[EXERCISE BRIEF] Extend the methods text below on rhBMP-2 release and femur retention, picking up right after its final sentence.
#### PROVIDED PASSAGE
2.9 In vitro release of AF488-labeled rhBMP-2

Keratin hydrogels were prepared as described in the “Keratin Scaffold Preparation” section where 100 μg/mL AF488-labeled rhBMP-2 was used and 100 μL the keratins hydrogels were placed into 1.5 mL tubes. 150 μL of PBS was placed on top of each keratin hydrogel formulation and removed at specified time points (1.5 h, 3 h, 6 h, 12 h, 24 h and then daily through 7 days). Keratin hydrogels that did not contain AF488-labeled rhBMP-2 were used as negative controls. Fluorescence was detected at excitation/emission wavelengths of 485 nm/528 nm. Autofluorescence from keratin proteins was determined from the negative controls (no rhBMP-2) and this amount of signal was subtracted from samples with AF488-labeled rhBMP-2. The concentration was determined by comparison to a standard curve of known concentrations of AF488-labeled rhBMP-2.

2.9.1 Femur retention and biodistribution of rhBMP-2 after implantation

To determine the amount of DL800-rhBMP-2 retained at the defect site, we first developed a standard curve for known amounts of DL800-rhBMP-2 at the defect site. 15% (w/v) KOS scaffolds were used for creating the standard curve for DL800 fluorescence. The DL800-rhBMP-2 was prepared at rhBMP-2 concentrations of 100, 50, 25, 12.5, 6.25, 3.125, 1.5625 or 0 μg/mL, which correspond to 14.2, 7.25, 3.625, 1.813, 0.906, 0.453, 0.227, and 0 μg implanted mass of rhBMP-2. The scaffolds were implanted as described in the femur defect model studies, above. Rats were randomly assigned to one of the DL800-rhBMP-2 concentrations for the standard curve and 3 rats (N = 3) were imaged for each DL800-rhBMP-2 concentration. After closure of the implant site, rats were humanely euthanized and frozen until transport to the University of Cincinnati Vontz Imaging center. The incision site was opened to expose the defect site and implanted materials. The rats were placed on a Bruker in vivo Multispectral Imaging System. One X-ray and one optical image were taken to confirm location of the femur defect and then the rats were imaged in the near-IR range by using a 730/790 Ex/Em filter set. Images were collected and pixel intensity was integrated with the Magnetic Lasso Tool in Photoshop to correlate DL800-rhBMP-2 concentration to fluorescence intensity. A standard curve was then created relating DL800-rhBMP-2 concentration with the measured pixel intensity, where it was assumed that the DL800-rhBMP-2 concentration was the same as initially implanted.
########
#### GIVEN INFORMATION
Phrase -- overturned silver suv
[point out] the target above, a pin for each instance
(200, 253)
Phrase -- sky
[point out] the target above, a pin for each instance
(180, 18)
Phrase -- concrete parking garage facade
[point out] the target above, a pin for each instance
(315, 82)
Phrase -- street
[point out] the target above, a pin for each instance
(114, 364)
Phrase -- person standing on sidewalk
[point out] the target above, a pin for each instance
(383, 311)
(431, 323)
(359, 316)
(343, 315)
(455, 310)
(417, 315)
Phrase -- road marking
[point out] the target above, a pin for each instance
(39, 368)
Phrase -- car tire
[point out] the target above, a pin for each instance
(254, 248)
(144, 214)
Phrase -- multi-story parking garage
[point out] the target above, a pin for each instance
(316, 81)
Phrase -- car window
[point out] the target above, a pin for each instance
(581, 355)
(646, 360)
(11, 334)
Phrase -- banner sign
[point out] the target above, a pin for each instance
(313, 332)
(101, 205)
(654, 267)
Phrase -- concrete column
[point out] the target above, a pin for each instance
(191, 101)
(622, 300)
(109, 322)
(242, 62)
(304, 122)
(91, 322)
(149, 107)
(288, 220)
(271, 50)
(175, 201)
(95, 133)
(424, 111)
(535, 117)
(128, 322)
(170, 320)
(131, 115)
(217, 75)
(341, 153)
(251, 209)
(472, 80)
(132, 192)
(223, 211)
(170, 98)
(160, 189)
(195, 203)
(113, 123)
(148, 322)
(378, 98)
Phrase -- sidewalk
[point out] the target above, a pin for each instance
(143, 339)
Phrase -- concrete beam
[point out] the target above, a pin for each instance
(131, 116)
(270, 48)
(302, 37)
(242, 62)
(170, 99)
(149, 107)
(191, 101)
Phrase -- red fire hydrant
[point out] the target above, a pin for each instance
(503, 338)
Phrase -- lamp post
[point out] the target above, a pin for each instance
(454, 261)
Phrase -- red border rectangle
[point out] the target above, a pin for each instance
########
[RESPONSE FOR THIS EXERCISE]
To determine the retention (where it was assumed that non-retained rhBMP-2 had been released from the implant site) of DL800-rhBMP-2 from keratin or collagen carriers at the implant site, rats were implanted with KOS, KTN, 50:50 KOS:KTN, or collagen containing 14.2 μg DL800-rhBMP-2. Rats were randomly assigned to each treatment group and four rats (N = 4 at Days 1 and 3, N = 5 at Day 7) were implanted for each formulation at each time point. Preparation of collagen and keratin as well as implantation in the femur defect model as described above. Rats were humanely euthanized and transported to the University of Cincinnati Vontz Imaging Center at 1, 3, or 7 days after surgical implantation of the scaffolds with rhBMP-2 (spiked at 1:15 with DL800-rhBMP-2). The incision site was opened to expose the defect site and imaged as described above for the standard curve. Pixel intensity was determined in Photoshop and the DL800-rhBMP-2 concentration was determined from the standard curve generated above. After imaging the femur defect site, the brain, liver, spleen, kidneys, heart and lungs were removed and imaged on the Bruker in vivo multispectral imaging system.

2.9.2 Statistical methods

Animal studies were randomized. Imaging and data analysis were conducted by blinded observers. We confirmed previous studies showing that keratin scaffolds lacking rhBMP-2 do not lead to bridging in this critically-sized defected model. To reduce the number of animals in the study, we combined results from empty (no treatment), keratose only (no rhBMP-2) and kerateine only (no rhBMP-2) and treated these as near replicates for statistical comparisons. These are shown as “Combined Controls” in the figures and for statistical comparisons, but where appropriate we have also shown the results for the Combined Control groups. Comparisons between groups were conducted with analysis of variance followed by Tukey’s honestly significant different post-hoc test.